* **WRITTEN TASK**:
Which lines in the entries below contain the string "basketball"? Find each one and copy it in full, treating uppercase and lowercase as different.
═══ RECORDS FOR THIS EXERCISE ═══
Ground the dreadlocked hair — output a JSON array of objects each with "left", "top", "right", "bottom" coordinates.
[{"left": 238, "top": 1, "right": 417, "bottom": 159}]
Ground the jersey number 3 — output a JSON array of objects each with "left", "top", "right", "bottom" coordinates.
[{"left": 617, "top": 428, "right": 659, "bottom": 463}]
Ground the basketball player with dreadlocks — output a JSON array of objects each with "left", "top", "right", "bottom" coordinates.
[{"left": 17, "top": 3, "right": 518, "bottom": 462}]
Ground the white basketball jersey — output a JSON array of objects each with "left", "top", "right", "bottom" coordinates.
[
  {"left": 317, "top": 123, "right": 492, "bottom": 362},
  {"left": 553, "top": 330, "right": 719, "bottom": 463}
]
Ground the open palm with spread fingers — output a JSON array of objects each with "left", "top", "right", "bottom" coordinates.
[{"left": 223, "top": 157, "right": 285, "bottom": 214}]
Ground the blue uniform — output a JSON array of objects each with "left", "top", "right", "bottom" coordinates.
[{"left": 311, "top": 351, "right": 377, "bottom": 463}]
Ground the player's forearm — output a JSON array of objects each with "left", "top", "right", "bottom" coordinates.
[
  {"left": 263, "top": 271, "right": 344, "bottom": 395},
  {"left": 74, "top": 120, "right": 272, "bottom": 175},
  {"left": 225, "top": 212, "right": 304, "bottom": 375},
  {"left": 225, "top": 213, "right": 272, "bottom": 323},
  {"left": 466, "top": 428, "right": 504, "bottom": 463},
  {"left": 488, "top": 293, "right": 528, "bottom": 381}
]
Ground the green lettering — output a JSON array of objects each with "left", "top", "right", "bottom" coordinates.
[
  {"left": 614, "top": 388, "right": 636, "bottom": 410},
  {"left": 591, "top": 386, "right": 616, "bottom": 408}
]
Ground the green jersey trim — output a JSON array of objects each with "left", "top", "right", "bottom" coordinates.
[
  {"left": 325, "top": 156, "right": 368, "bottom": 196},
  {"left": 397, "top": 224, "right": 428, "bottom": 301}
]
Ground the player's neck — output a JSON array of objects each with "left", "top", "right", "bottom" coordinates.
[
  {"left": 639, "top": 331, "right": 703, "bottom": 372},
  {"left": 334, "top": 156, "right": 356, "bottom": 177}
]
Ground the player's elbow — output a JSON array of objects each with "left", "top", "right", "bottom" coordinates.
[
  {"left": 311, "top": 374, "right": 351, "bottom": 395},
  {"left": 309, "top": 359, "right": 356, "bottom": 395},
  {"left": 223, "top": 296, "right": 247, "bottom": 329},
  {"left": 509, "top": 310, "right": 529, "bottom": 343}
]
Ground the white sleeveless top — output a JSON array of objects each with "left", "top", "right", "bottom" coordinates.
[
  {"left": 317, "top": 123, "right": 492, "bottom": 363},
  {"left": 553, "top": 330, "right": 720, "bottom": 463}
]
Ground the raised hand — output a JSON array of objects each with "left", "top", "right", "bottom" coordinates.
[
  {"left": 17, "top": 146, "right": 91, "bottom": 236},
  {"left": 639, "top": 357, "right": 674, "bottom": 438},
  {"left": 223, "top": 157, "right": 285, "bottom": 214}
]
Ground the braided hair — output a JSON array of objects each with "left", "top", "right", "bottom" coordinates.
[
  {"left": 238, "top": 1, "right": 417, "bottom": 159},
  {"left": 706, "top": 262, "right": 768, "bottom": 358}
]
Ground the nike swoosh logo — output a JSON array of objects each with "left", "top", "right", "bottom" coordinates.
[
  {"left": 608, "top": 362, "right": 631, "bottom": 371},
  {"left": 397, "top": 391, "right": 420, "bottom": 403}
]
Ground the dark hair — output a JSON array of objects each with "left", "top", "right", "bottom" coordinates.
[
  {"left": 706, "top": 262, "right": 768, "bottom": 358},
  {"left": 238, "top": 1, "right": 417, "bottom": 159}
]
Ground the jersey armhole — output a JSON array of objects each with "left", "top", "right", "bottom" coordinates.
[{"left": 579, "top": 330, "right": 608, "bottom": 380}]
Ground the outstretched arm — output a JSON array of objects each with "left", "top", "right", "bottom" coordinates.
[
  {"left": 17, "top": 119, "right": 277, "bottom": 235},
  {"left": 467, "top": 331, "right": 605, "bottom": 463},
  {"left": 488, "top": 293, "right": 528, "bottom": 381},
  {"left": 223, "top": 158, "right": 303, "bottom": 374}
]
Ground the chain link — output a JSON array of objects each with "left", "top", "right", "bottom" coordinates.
═══
* **REPLY**:
Ground the basketball player with dreadlocks — output a JSON array of objects each with "left", "top", "right", "bottom" coordinates.
Ground the white basketball jersey — output a JSON array of objects each with "left", "top", "right", "bottom" coordinates.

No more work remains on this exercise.